## begin

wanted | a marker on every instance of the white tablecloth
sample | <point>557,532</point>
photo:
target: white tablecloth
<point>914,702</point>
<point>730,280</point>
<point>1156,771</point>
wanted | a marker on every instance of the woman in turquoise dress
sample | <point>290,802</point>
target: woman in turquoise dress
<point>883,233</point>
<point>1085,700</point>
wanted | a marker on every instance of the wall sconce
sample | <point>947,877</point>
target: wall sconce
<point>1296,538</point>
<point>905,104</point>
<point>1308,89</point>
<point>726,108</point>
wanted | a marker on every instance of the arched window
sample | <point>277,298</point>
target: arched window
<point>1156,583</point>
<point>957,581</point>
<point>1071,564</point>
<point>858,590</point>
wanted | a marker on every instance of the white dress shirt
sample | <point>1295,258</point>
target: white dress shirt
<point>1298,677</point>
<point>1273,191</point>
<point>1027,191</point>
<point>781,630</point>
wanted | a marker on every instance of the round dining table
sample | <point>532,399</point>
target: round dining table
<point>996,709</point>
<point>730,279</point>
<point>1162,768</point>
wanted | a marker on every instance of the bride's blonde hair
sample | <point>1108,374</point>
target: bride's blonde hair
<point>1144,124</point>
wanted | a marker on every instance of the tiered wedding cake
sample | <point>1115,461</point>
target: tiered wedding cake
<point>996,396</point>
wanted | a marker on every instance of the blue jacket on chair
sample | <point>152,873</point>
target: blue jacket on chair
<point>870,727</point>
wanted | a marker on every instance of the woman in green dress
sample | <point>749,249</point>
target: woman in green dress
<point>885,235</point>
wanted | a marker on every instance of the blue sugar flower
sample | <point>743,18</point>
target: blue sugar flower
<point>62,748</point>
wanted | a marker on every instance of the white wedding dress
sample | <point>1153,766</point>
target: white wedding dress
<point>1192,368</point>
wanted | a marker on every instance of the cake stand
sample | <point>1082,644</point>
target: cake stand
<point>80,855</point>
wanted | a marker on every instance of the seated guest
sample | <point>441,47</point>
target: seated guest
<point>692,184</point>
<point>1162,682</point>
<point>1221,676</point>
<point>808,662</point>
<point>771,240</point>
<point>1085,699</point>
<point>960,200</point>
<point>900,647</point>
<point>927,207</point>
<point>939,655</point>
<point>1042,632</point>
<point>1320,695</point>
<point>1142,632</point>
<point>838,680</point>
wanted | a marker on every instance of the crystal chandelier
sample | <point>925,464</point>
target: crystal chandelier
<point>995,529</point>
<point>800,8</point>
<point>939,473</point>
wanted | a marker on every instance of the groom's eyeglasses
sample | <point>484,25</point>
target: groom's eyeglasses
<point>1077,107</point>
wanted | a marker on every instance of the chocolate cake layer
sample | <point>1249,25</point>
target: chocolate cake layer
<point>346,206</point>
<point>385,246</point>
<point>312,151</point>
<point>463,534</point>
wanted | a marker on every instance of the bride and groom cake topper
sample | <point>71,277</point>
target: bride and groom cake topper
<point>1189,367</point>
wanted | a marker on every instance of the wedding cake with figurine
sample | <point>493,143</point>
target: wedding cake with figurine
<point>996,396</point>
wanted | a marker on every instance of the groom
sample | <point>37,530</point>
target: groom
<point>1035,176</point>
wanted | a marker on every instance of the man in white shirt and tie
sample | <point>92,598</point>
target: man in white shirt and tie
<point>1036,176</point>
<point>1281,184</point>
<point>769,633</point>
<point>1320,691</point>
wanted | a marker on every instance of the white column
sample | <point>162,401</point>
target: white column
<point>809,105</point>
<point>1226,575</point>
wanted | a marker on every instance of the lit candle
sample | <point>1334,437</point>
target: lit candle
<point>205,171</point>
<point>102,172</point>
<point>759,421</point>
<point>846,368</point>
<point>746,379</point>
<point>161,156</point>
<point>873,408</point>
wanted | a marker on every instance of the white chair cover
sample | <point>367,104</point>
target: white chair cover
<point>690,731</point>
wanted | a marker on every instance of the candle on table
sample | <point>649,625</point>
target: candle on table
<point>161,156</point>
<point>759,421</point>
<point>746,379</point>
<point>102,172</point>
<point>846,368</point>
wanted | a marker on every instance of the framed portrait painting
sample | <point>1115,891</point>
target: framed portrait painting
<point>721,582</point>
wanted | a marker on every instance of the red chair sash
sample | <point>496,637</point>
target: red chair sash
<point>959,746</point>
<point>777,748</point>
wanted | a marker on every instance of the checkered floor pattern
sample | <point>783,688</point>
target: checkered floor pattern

## end

| Exercise |
Please rewrite the lines from the one containing "wanted | a marker on every instance of the white chair" through the end of the records, changing "portrait" to "landscape" and leaving everything else as it is.

| Task response |
wanted | a marker on every instance of the white chair cover
sample | <point>367,104</point>
target: white chair cover
<point>690,731</point>
wanted | a marker on every instance of the candle on table
sample | <point>649,625</point>
target: candle on table
<point>161,156</point>
<point>759,421</point>
<point>746,379</point>
<point>102,172</point>
<point>846,368</point>
wanted | a marker on every instance of the framed landscape painting
sample | <point>1115,891</point>
target: framed landscape painting
<point>721,582</point>
wanted | a marker on every instance of the red chair sash
sample | <point>496,637</point>
target: red chair sash
<point>959,746</point>
<point>777,748</point>
wanted | a marker on every instance of the checkered floor pattern
sample | <point>783,688</point>
target: checkered floor pattern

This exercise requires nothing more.